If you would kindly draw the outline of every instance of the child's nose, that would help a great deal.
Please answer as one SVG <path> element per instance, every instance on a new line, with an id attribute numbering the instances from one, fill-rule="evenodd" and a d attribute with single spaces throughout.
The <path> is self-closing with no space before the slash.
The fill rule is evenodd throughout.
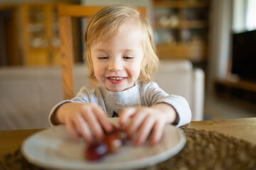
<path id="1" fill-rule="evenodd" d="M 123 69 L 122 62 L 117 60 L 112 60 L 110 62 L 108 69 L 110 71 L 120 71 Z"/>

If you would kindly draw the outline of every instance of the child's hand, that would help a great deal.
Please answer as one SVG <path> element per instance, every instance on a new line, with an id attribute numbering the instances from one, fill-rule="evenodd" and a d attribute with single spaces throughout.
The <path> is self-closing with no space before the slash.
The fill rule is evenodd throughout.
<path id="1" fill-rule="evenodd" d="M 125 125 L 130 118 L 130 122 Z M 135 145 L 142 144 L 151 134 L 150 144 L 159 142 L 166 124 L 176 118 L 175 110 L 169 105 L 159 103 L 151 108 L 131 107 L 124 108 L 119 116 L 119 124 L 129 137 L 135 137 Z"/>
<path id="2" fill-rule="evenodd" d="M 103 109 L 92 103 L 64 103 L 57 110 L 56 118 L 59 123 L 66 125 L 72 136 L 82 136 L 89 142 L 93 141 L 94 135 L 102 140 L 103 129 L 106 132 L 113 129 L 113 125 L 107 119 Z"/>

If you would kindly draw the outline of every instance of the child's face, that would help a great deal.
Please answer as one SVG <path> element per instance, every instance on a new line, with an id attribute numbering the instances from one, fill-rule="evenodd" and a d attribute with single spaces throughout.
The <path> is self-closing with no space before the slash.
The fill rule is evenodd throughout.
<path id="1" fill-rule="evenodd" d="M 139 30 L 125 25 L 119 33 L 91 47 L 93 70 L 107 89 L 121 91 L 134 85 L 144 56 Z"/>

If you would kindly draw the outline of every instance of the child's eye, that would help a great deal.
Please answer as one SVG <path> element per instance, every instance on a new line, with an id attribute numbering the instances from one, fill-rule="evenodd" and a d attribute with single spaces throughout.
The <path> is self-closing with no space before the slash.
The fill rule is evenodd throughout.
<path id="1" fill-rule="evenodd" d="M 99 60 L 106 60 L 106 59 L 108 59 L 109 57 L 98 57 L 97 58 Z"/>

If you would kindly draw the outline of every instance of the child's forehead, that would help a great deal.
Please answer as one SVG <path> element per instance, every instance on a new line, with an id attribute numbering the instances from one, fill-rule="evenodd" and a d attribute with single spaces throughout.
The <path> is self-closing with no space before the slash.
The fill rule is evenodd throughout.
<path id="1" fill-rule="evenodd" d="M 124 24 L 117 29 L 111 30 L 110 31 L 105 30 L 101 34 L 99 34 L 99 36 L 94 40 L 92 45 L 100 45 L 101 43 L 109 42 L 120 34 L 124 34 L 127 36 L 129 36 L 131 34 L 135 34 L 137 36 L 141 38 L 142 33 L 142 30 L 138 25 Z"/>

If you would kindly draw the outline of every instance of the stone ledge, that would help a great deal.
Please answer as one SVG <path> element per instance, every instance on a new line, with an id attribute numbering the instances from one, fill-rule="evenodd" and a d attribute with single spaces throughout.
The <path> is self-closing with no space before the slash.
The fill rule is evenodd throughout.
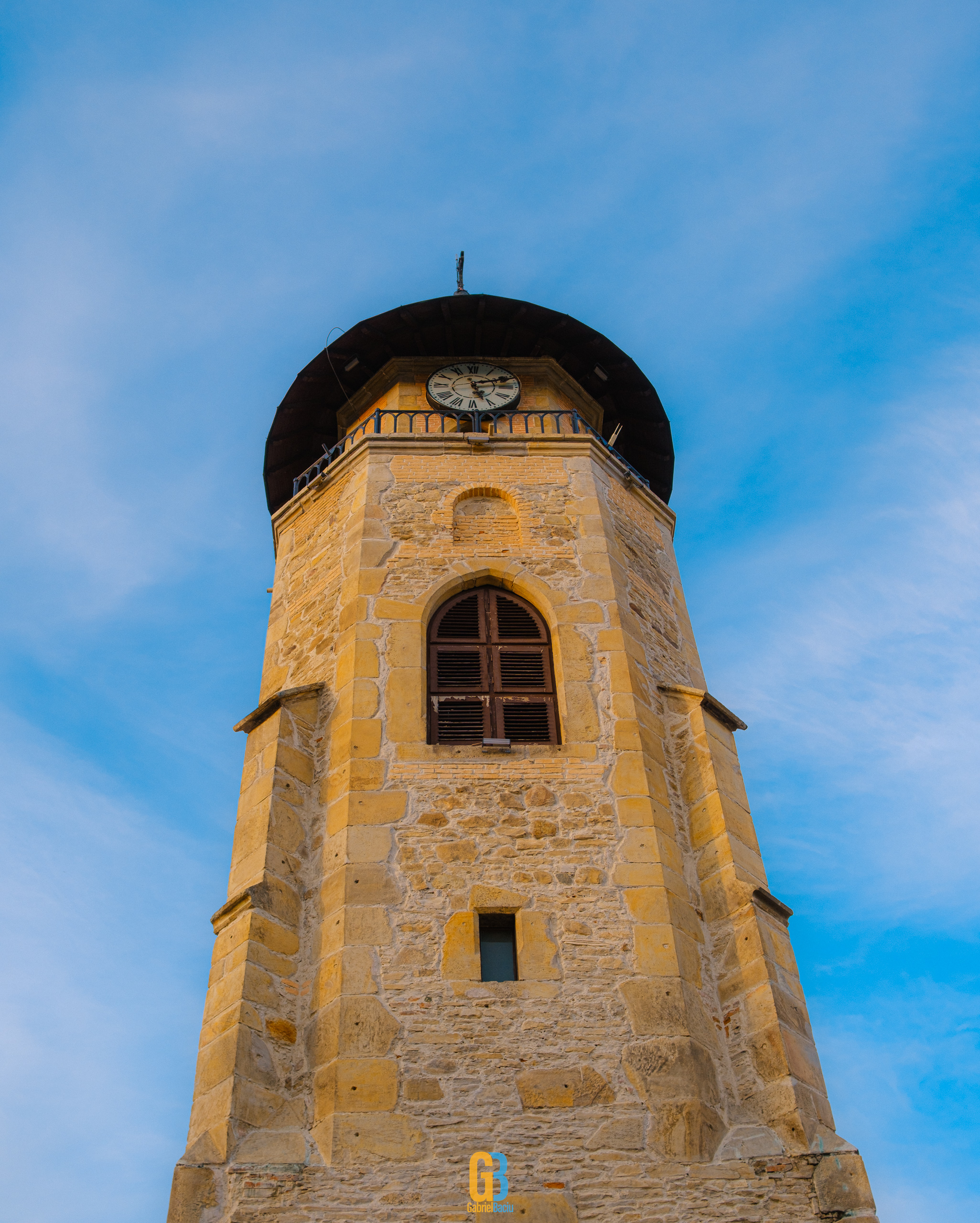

> [WHAT THE EXERCISE ASKS]: Rewrite all the lines above, replacing every occurrence of "outline" with "contour" and leaving everything else unchanged. Omit the pictures from your output.

> [THE REPLY]:
If you would kindly draw the contour of every instance of the child's nose, that would help a great deal.
Please answer as one SVG <path> element per instance, every instance on a new line, with an id attribute numbering the instances from one, fill-rule="evenodd" and a d attribute with single spaces throughout.
The <path> is self-closing with no space before the slash.
The fill rule is evenodd throughout.
<path id="1" fill-rule="evenodd" d="M 123 69 L 122 62 L 117 60 L 112 60 L 110 62 L 108 69 L 110 71 L 120 71 Z"/>

If you would kindly draw the contour of every instance of the child's hand, that would help a great deal.
Please answer as one SVG <path> element per instance, every instance on a new line, with an id attribute numbering the instances from one, fill-rule="evenodd" and a d attribute with single spaces throughout.
The <path> is self-closing with no space before the slash.
The fill rule is evenodd throughout.
<path id="1" fill-rule="evenodd" d="M 125 125 L 130 118 L 130 122 Z M 135 145 L 142 144 L 151 134 L 150 144 L 159 142 L 166 124 L 176 118 L 175 110 L 169 105 L 159 103 L 151 108 L 131 107 L 124 108 L 119 116 L 119 124 L 129 137 L 135 137 Z"/>
<path id="2" fill-rule="evenodd" d="M 103 109 L 92 103 L 64 103 L 57 110 L 56 118 L 59 123 L 66 125 L 72 136 L 82 136 L 89 142 L 93 141 L 94 135 L 102 140 L 103 129 L 106 132 L 113 129 L 113 125 L 107 119 Z"/>

If you would kindly draw the contour of every instance of the child's face, that would help a great deal.
Please answer as one SVG <path> element per instance, every instance on a new line, with an id attribute numbering the instances from one, fill-rule="evenodd" and a d attribute with single spaces throughout.
The <path> is self-closing with no space before the slash.
The fill rule is evenodd throughout.
<path id="1" fill-rule="evenodd" d="M 139 30 L 125 25 L 119 33 L 91 47 L 93 70 L 107 89 L 121 91 L 134 85 L 144 56 Z"/>

If you would kindly draw the contour of every instance of the child's eye, that would help a great deal.
Please answer as one SVG <path> element per instance, every instance on a new line, with an id attribute numbering the instances from one, fill-rule="evenodd" and a d attribute with single spaces throughout.
The <path> is self-closing with no space before the slash.
The fill rule is evenodd throughout.
<path id="1" fill-rule="evenodd" d="M 99 60 L 106 60 L 106 59 L 108 59 L 109 57 L 98 57 L 97 58 Z"/>

If you would kindly draw the contour of every instance of the child's forehead, that would help a great deal.
Please answer as one SVG <path> element per instance, every instance on a new line, with an id attribute numbering the instances from one, fill-rule="evenodd" and a d attribute with single spaces throughout.
The <path> is self-closing with no space before the slash.
The fill rule is evenodd throughout.
<path id="1" fill-rule="evenodd" d="M 124 24 L 117 29 L 111 30 L 110 31 L 105 30 L 101 34 L 99 34 L 99 36 L 94 40 L 92 45 L 100 45 L 101 43 L 109 42 L 120 34 L 124 34 L 127 36 L 129 36 L 131 34 L 135 34 L 137 36 L 141 38 L 142 33 L 142 30 L 138 25 Z"/>

If you would kindly draw the contour of every instance of the stone ledge, that would help a great deal.
Please answer as one SVG <path> element per instance, every instance on a new line, with an id attribute numbering the instances from one, fill-rule="evenodd" and a d attribute with single spaces throughout.
The <path> is self-closing with no space before the slash.
The fill rule is evenodd throughout.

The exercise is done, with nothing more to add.